**STORED DATA:**

· · ·

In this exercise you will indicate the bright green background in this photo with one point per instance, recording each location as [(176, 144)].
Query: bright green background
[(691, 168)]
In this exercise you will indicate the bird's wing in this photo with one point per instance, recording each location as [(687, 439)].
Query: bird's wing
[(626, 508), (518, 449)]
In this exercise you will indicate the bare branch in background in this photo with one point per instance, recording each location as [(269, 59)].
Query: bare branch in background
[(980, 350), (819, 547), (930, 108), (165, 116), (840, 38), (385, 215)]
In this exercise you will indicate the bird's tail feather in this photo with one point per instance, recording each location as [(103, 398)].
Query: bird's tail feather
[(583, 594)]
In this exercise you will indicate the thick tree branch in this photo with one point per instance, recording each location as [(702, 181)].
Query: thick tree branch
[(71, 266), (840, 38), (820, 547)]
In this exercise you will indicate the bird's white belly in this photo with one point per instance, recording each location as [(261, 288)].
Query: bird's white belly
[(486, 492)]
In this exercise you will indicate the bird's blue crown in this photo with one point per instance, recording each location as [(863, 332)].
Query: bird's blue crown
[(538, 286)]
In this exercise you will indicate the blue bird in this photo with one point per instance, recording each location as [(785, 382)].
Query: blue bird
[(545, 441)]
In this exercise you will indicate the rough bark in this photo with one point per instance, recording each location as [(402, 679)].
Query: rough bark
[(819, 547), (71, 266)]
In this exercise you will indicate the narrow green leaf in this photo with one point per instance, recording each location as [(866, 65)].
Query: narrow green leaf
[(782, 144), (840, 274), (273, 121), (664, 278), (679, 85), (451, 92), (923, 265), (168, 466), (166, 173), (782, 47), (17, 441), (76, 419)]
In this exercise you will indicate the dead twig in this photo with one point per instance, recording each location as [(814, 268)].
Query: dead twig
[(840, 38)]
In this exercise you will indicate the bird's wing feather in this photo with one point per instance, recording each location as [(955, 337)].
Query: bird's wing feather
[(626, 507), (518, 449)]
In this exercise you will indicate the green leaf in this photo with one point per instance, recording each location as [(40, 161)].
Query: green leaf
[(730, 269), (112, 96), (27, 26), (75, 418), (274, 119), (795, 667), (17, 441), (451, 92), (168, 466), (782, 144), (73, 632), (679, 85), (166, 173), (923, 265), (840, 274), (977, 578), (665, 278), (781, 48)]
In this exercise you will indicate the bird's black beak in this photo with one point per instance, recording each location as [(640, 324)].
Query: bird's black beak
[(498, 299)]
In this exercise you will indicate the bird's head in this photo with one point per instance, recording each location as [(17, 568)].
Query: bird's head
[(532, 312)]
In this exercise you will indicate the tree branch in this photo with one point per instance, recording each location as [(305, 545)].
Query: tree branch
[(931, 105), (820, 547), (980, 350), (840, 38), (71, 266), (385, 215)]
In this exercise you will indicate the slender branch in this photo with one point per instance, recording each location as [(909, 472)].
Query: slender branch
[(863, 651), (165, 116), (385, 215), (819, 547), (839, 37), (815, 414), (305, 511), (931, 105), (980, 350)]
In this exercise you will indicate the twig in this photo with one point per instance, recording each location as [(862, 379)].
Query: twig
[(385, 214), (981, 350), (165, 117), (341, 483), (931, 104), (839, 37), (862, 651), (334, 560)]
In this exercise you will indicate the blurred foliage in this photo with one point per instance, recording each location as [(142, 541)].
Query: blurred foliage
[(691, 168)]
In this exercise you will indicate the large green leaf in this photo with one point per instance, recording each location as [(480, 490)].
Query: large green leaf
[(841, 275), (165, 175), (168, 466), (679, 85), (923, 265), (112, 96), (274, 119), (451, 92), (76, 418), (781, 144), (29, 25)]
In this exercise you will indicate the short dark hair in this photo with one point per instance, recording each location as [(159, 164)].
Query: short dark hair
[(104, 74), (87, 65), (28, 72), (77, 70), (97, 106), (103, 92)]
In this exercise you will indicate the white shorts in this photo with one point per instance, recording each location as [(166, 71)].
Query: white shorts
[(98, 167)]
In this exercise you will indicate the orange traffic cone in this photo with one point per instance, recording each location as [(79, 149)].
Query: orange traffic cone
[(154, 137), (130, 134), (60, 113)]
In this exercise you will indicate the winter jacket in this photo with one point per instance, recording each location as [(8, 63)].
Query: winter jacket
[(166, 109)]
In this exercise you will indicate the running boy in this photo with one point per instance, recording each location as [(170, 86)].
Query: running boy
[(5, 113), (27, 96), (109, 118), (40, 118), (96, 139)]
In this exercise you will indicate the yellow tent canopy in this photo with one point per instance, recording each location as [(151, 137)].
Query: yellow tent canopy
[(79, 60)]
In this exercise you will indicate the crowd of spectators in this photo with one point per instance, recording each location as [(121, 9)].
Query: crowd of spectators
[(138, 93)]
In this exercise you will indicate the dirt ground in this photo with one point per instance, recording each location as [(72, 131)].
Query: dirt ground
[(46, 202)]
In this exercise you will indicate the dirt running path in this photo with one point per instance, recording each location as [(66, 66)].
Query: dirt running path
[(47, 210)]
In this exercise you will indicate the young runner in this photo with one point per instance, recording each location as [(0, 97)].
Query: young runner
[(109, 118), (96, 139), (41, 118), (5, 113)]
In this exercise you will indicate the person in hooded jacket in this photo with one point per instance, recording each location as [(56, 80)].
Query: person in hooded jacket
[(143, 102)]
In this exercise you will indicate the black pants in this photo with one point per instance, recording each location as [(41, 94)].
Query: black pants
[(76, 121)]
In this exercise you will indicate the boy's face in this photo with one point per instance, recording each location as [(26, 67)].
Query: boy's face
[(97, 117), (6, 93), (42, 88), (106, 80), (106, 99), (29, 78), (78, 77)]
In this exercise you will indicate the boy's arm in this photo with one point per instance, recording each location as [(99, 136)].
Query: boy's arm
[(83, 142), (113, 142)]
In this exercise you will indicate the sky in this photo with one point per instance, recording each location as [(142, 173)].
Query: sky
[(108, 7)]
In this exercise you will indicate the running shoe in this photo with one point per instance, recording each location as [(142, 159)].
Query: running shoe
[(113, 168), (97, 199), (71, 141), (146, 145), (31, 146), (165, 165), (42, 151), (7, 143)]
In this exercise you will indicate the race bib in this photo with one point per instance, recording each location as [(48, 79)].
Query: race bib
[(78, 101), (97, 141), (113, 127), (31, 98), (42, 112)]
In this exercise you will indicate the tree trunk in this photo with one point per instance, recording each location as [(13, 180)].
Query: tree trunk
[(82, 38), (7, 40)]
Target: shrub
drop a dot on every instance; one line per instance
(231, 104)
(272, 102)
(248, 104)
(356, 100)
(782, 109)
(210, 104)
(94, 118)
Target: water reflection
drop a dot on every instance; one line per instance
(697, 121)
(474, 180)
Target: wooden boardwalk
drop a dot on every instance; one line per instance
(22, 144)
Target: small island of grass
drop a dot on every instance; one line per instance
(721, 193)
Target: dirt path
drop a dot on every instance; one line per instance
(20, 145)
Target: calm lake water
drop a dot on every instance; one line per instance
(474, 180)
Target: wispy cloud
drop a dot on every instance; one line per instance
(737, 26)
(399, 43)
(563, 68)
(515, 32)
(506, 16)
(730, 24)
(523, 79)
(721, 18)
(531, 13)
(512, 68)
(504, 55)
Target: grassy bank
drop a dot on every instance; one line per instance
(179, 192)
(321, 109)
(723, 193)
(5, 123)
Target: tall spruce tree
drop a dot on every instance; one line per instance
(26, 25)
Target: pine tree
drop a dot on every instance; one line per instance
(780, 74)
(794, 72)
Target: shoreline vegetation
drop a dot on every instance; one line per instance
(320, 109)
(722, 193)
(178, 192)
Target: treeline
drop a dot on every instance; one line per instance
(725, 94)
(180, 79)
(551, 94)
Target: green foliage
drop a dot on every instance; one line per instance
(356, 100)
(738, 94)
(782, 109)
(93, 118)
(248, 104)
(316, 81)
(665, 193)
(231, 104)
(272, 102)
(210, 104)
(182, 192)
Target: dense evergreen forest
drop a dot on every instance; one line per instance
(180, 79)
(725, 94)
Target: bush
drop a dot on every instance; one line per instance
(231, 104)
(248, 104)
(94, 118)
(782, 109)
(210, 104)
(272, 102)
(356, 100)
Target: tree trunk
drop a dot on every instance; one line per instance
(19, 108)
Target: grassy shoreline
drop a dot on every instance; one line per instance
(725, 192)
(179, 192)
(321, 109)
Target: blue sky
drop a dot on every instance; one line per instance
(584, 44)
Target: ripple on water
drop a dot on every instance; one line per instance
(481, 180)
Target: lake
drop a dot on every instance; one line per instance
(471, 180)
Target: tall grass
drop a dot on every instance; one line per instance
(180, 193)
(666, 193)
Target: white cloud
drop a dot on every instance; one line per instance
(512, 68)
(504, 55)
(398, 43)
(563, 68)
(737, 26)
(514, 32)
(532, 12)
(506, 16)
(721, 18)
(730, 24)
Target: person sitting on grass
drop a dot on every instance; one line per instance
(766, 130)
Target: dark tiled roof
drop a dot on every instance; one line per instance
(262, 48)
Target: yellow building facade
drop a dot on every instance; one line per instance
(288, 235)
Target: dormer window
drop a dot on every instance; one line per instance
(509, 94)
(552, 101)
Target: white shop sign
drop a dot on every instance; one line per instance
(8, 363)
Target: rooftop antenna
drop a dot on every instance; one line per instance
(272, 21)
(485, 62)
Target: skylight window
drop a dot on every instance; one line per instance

· · ·

**WHAT TO WORK ON:**
Reproduce the material above word for word, starting at the line containing "In this exercise you will indicate the bird's wing feather" and ending at the line containing "266), (385, 215)]", with both of those lines included.

**CORRECT ANSWER:**
In this exercise you will indicate the bird's wing feather in this photo with one point per instance, recording each location as [(955, 337)].
Query: bird's wing feather
[(626, 507), (518, 449)]
In this exercise you will indicate the green leaf in this photo with one point per instance, recording each location as [(40, 161)].
Query: green leaf
[(730, 269), (112, 96), (27, 26), (75, 418), (274, 119), (795, 667), (17, 441), (451, 92), (168, 466), (782, 144), (73, 632), (679, 85), (166, 173), (923, 265), (840, 274), (977, 578), (665, 278), (781, 48)]
In this exercise you will indicate the bird's black beak in this photo with one point per instance, recording each location as [(640, 324)].
Query: bird's black beak
[(498, 299)]
In this exercise you will indicate the bird's head in this photo with one point per instance, recording each location as [(17, 568)].
Query: bird's head
[(532, 312)]
In this exercise you will indicate the tree branch in this photo with one point per instance, recording each location as [(305, 545)].
Query: tree branch
[(931, 105), (820, 547), (980, 350), (840, 38), (71, 266), (385, 215)]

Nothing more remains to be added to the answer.